→ **Written task**
Rescale the records from the line containing "digital display screen." through the end of the records, both ends included. Write out only those lines, requests and all, and multiply every coordinate in the answers by 2.5, rounding to whole numbers with halves going up.

(Coordinate labeling data)

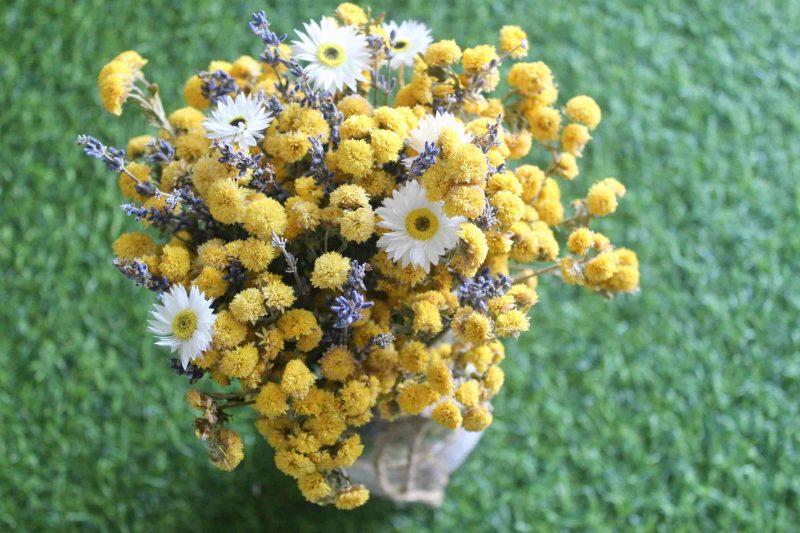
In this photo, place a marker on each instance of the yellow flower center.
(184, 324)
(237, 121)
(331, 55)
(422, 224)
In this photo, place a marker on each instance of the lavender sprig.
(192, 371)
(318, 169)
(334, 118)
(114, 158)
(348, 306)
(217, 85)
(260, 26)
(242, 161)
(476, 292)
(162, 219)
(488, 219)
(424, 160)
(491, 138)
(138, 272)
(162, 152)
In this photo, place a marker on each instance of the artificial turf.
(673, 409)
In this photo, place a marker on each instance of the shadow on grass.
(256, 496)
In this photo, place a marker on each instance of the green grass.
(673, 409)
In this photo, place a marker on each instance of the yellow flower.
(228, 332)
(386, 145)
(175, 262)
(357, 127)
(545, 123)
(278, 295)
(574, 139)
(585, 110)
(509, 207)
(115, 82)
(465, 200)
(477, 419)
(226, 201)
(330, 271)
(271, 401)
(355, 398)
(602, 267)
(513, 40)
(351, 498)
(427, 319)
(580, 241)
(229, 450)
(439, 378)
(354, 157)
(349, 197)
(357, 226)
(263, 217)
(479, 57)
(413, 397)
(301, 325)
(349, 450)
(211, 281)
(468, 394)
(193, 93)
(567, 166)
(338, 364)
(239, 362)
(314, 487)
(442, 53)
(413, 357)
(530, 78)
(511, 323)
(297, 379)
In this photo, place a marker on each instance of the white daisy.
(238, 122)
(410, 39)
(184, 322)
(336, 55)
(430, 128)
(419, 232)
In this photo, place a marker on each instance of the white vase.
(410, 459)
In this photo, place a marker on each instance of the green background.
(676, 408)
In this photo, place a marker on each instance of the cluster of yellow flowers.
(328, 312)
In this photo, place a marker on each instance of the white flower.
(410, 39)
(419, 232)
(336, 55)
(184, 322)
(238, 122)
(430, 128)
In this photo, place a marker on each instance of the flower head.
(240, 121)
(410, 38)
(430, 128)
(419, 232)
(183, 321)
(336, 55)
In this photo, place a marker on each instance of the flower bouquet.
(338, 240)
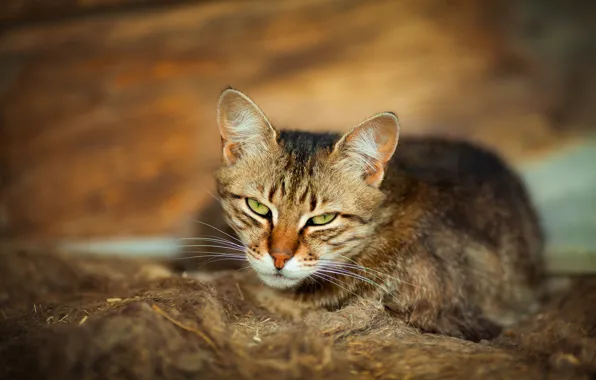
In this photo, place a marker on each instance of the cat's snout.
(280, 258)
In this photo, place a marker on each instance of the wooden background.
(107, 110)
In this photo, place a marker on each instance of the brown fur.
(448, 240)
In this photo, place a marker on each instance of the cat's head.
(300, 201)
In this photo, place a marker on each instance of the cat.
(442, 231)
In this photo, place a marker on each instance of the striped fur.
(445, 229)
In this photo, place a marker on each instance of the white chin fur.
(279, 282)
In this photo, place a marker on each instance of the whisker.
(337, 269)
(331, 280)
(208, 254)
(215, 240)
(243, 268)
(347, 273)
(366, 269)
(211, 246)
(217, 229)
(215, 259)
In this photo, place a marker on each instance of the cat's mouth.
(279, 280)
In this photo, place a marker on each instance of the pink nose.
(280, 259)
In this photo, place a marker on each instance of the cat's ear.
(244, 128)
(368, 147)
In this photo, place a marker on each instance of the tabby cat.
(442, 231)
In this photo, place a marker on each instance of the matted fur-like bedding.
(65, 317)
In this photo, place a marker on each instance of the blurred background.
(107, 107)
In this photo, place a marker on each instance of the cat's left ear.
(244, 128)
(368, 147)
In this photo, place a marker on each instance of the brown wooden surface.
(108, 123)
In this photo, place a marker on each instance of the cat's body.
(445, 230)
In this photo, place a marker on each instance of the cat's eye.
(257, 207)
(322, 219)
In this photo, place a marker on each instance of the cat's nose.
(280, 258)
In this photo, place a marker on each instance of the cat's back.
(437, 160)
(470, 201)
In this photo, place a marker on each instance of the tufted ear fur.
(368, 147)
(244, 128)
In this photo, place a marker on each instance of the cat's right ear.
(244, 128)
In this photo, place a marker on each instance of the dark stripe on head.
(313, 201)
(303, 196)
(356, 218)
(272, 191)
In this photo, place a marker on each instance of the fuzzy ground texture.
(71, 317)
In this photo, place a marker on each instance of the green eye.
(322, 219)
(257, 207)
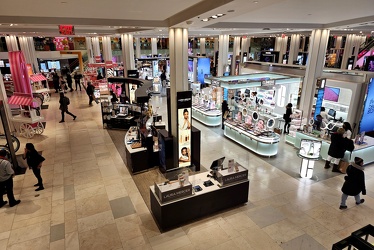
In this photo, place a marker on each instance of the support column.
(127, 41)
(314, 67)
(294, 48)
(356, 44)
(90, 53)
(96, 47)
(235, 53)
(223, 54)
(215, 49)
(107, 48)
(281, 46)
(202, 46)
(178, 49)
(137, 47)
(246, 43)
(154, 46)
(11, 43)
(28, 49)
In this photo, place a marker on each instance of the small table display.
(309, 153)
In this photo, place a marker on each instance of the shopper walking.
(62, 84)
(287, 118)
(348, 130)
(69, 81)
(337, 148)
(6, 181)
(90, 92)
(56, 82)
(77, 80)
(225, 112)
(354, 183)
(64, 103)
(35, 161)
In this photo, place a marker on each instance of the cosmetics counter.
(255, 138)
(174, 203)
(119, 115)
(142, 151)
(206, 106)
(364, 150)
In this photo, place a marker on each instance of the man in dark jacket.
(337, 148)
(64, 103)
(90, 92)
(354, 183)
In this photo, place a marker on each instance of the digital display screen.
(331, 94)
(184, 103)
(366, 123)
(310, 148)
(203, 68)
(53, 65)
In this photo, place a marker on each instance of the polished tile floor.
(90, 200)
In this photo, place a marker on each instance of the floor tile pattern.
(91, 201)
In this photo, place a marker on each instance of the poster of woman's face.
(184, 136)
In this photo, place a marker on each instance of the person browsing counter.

→ **Completed task**
In this photo, place a marker on each instance of the digital display screen.
(828, 235)
(460, 258)
(915, 308)
(775, 370)
(508, 170)
(133, 163)
In this photo, place a marker on each instance of the polished tile floor.
(225, 500)
In this photo, place a marker on each instance of the floor tile pattern.
(228, 503)
In this photo, place a marker on each instance of the poster of woman's face.
(460, 340)
In this photo, place a marker on each instance of the person browsing counter.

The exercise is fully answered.